## USING THE INFORMATION
A) Answer these questions about the passage on GP waiting times, each on its own line:
(i) How many of the 454,315 appointments in August involved a wait of 15 days or more?
(ii) What percentage of appointments in August 2020 involved a wait of more than two weeks?
(iii) In which place is Hickings Lane Medical Centre located?
B) Rewrite the passage on GP waiting times between "Coun John Doddy, health" and "during the meeting.", inclusive, replacing "chairman" with "chair".

Dr Shortt said he did not want to ‘adopt the mantle of victimhood’ and said many colleagues regard working in the sector as ‘a joy’.

It comes as CCG data, which was given to councillors, shows about one in six people waited 15 days or more to see a doctor across August.

This amounted to 76,224 out of 454,315 appointments or 16.77 per cent – and more than 20,000 patients waited longer than four weeks to see their GP.

In August 2020, 52,736 patients had to wait more than two weeks to see their GP, which equated to 13.21 per cent of appointments.

Coun John Doddy, health and wellbeing board chairman and a doctor at Hickings Lane Medical Centre in Stapleford, also spoke to councillors during the meeting.

He said: “Good communication from practices remains the bedrock of providing that service to patients.

“As we move forward, practices are becoming part of the community. They are looking outside themselves and becoming the bedrock of the locality.

“I do 100 per cent face-to-face consultation. I am not saying it is easy, but it is a sheer pleasure.

“You never pick up anything opportunistically by making a telephone call. There is no doubt that is an area we need to get back to.

“We are in a tremendous challenge at the moment, but we are succeeding because we speak to the patients.

“Seeing patients face-to-face is an honour and a privilege and makes our lives better.”

## MATERIAL SHOWN
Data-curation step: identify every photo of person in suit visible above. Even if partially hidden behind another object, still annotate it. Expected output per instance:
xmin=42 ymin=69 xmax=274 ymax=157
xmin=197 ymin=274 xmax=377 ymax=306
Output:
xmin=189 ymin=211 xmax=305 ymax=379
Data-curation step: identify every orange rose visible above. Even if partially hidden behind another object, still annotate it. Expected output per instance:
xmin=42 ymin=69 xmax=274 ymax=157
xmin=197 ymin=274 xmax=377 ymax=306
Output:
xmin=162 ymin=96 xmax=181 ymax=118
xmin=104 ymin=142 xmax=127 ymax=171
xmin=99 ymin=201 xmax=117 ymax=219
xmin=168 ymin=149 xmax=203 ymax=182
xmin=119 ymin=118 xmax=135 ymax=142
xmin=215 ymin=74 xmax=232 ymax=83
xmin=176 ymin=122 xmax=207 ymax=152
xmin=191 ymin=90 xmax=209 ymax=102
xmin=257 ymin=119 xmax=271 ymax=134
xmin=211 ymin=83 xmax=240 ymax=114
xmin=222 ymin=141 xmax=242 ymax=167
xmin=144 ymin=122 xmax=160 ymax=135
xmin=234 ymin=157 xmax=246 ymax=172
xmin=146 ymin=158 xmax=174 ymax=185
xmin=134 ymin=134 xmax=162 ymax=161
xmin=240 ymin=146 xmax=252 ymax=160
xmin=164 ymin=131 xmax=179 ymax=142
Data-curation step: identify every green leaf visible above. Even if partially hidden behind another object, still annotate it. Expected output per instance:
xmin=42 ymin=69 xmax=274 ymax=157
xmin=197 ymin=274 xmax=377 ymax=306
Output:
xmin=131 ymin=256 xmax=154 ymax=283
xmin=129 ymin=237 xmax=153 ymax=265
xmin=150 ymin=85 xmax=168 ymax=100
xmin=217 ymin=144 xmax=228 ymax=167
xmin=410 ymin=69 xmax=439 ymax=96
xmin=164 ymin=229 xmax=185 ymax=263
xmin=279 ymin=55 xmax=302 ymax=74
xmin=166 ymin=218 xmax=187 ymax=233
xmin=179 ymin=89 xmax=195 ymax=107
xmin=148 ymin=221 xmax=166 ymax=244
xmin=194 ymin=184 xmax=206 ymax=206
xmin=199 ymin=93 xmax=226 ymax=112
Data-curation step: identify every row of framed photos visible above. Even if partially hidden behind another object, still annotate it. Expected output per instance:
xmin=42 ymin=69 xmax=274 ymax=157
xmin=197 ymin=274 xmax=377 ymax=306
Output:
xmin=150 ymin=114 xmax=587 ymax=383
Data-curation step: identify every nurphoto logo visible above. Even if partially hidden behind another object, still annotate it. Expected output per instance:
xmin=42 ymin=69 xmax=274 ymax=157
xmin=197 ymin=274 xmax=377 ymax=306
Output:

## TASK-BY-TASK RESULTS
A)
(i) 76,224
(ii) 13.21 per cent
(iii) Stapleford

B)
Coun John Doddy, health and wellbeing board chair and a doctor at Hickings Lane Medical Centre in Stapleford, also spoke to councillors during the meeting.